EXERCISE INSTRUCTIONS
All of the records should be given again exactly as they appear.

Entries taken from a collection

● ● ● ● ● ● ●

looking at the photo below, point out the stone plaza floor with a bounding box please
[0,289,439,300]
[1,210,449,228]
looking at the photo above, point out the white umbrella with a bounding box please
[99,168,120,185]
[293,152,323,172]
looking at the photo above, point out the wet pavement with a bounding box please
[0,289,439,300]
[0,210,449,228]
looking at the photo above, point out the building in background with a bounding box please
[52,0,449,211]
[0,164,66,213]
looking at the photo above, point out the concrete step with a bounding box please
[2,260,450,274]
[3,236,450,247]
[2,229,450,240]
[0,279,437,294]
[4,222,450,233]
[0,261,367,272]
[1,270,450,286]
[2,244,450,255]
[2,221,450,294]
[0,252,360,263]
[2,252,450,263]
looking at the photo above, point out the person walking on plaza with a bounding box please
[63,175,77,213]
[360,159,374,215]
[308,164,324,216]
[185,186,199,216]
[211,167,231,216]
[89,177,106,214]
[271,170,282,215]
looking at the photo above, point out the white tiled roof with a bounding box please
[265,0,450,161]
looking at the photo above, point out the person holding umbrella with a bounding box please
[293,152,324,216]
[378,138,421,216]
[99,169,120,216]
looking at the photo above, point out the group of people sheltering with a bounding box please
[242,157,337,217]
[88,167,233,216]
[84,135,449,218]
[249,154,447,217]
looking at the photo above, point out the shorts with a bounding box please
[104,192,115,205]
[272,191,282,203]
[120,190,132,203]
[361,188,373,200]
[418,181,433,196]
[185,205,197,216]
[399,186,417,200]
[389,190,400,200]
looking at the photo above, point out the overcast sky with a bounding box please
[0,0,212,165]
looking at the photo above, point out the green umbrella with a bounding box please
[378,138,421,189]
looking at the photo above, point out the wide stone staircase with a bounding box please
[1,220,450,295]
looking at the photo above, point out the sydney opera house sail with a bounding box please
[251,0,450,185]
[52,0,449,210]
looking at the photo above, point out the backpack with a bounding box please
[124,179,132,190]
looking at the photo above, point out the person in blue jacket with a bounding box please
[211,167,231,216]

● ● ● ● ● ● ●

RESPONSE TO THIS TASK
looking at the photo below, point out the stone plaza floor with a bounding box please
[0,289,439,300]
[1,210,449,228]
looking at the photo above, point out the white umbrella with a bounding box please
[99,168,120,185]
[293,152,323,172]
looking at the photo above, point out the wet pavement with a bounding box please
[0,289,439,300]
[0,210,449,228]
looking at the photo above, point out the building in background with a bounding box please
[52,0,449,211]
[0,164,66,213]
looking at the photo above, point out the concrete step with a bounding box please
[2,260,450,274]
[3,236,450,247]
[2,229,450,240]
[0,279,437,294]
[4,222,450,233]
[0,261,367,272]
[1,270,450,286]
[2,244,450,255]
[2,221,450,294]
[0,252,360,263]
[2,252,450,263]
looking at the photo above, point out the person walking on plaza with a bounding box please
[63,175,77,213]
[360,159,374,215]
[308,164,324,216]
[185,186,199,216]
[211,167,231,216]
[89,177,106,214]
[271,170,282,215]
looking at the photo above, point out the white tiled roof with a bounding box please
[265,0,450,161]
looking at the photo above, point out the person holding umbrella with a bounding box please
[293,152,324,216]
[378,138,421,216]
[99,169,120,216]
looking at the photo above, point out the group of people sheltering with a bounding box please
[242,157,337,217]
[88,167,233,216]
[84,135,449,218]
[249,154,447,217]
looking at the photo above, point out the shorts with a bounding box please
[104,192,115,205]
[272,191,282,203]
[120,190,132,203]
[361,188,373,200]
[418,181,433,196]
[185,205,197,216]
[399,186,417,200]
[389,190,400,200]
looking at the photo above, point out the overcast sky with a bounding box please
[0,0,212,165]
looking at the photo above, point out the green umbrella with a bounding box please
[378,138,421,189]
looking at the photo above, point out the wide stone staircase with a bounding box please
[1,220,450,295]
looking at the photo above, point out the sydney opera house sail with a bounding box please
[251,0,450,185]
[52,0,449,210]
looking at the photo above, point out the backpack with a bounding box please
[124,179,132,190]
looking at the photo above, point out the person in blue jacket with a bounding box please
[211,167,231,216]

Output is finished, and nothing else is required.